● **Task objective**
Pictures stay out. Everything else in the entries is copied exactly.

*** Opening of Data for this exercise ***

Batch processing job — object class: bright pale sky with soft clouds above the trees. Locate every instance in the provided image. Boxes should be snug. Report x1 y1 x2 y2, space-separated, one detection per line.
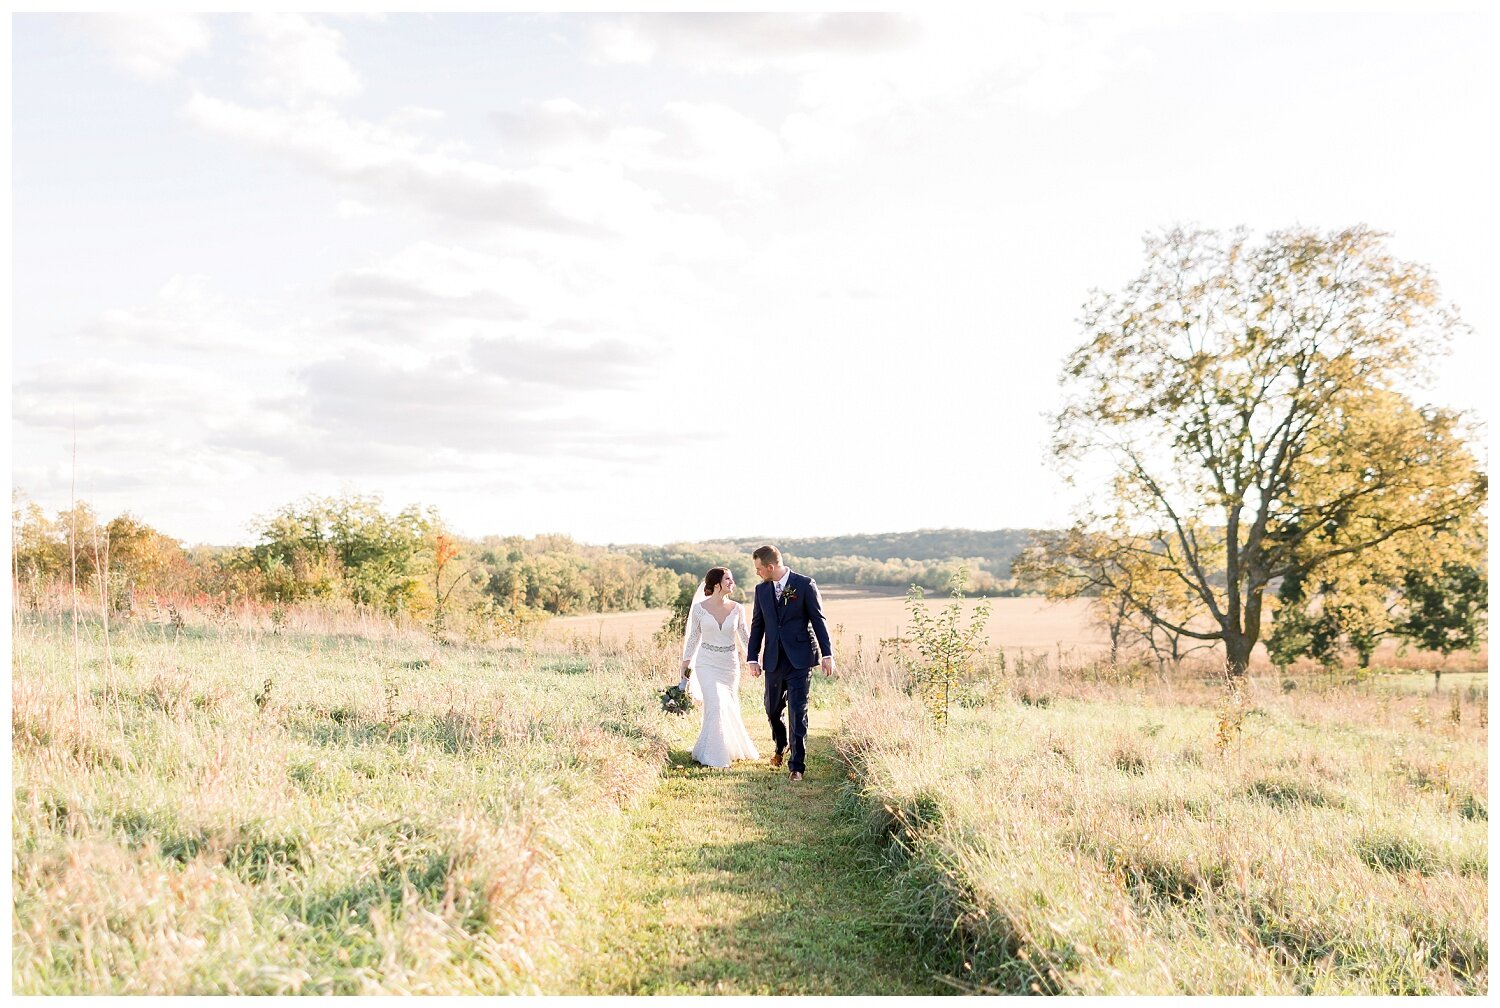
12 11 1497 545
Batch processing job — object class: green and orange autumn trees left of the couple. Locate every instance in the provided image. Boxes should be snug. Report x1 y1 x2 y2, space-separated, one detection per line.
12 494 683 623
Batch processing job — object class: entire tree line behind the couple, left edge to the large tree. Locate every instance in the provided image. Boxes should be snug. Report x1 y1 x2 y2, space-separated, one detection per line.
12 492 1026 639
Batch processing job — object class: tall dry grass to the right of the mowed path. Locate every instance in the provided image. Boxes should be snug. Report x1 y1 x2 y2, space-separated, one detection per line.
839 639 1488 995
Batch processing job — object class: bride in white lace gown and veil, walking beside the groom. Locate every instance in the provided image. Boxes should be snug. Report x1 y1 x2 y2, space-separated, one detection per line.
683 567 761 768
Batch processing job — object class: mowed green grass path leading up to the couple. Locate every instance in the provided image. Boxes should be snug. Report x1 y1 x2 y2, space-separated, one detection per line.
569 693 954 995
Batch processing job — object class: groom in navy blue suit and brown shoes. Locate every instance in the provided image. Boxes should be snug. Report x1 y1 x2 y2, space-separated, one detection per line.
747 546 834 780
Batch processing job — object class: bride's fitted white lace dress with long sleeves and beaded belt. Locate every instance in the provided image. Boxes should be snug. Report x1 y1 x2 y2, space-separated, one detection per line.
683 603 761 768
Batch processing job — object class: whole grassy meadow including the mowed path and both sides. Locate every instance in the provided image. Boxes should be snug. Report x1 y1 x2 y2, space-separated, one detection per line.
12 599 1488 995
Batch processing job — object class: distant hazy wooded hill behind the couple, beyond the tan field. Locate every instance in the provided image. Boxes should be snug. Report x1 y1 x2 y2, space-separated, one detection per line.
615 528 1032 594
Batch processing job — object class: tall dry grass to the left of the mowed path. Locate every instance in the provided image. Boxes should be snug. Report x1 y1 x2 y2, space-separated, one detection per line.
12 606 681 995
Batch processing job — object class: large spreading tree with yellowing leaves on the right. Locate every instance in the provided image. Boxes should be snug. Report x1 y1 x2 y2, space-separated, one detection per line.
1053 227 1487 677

*** Close of Data for this exercise ***

● **Exercise result**
Batch processing job — object class: bright pale sky with soft clouds above the trees. Locate every instance in the provided image. Boxes should be snug. Report x1 y1 x2 y2, space-separated, one detection per line.
12 11 1497 545
Batch processing job — object class: green and orange autumn trees left of the couple. Locate every instance in the provided image. Boxes should be snug. Report x1 y1 x2 y2, space-separated, one detection per line.
12 494 683 623
Batch processing job — object class: entire tree line behind the couple, left edge to the large tree. Locate every instance in the provided image. Boxes should be snug. Report x1 y1 x2 y2, space-separated, one detection per line.
12 492 1026 639
Batch processing job — object class: tall dry grass to the right of the mowed path. Locate every instance in the provided image. Boxes should be snug. Report x1 y1 x2 y2, space-separated, one detection per line.
839 639 1488 995
Batch processing job — object class: bride in white lace gown and veil, walking beside the groom. Locate every instance in the provided image. Boxes should be snug. Report x1 y1 x2 y2, space-separated, one detection per line.
683 567 761 768
Batch processing job — object class: mowed green grass path leading up to the couple. Locate every instance in the provided image. Boxes should be snug. Report x1 y1 x2 y2, space-separated, one detection per line.
569 693 954 995
Batch processing job — object class: groom in navy blue suit and brown shoes. Locate every instance in the provided image. Boxes should be snug. Report x1 y1 x2 y2, space-separated, one detection per line.
747 546 834 780
Batch processing job — object class: bride's fitted white lace dress with long sleeves and beaded belt. Locate every instance in the provided image. Boxes should be snug. Report x1 y1 x2 y2, space-separated, one detection per line.
683 603 761 768
Batch processing job — object class: whole grassy meadow including the mowed path and both sides. Locate every instance in the provided image. Boxes should be snug. Report x1 y1 x2 y2, space-separated, one detection per line.
12 599 1488 995
Batch processing job — object class: distant hazy wooded hill behind the couple, beyond the tan field. Locate every instance in the provided image. Boxes should be snug. Report x1 y1 x2 y2, space-separated, one detection per line.
615 528 1032 594
Batch processing job — object class: tall dry grass to the left of the mowed path. Locate every instance in the provided image. Boxes should be snug. Report x1 y1 x2 y2, space-separated, one detection per line.
12 606 681 995
Batch processing job — object class: large spreading tree with yellowing leaves on the right. Locate every instance in the provided image. Boxes should be snug. Report x1 y1 x2 y2, space-separated, one detection per line.
1053 227 1487 677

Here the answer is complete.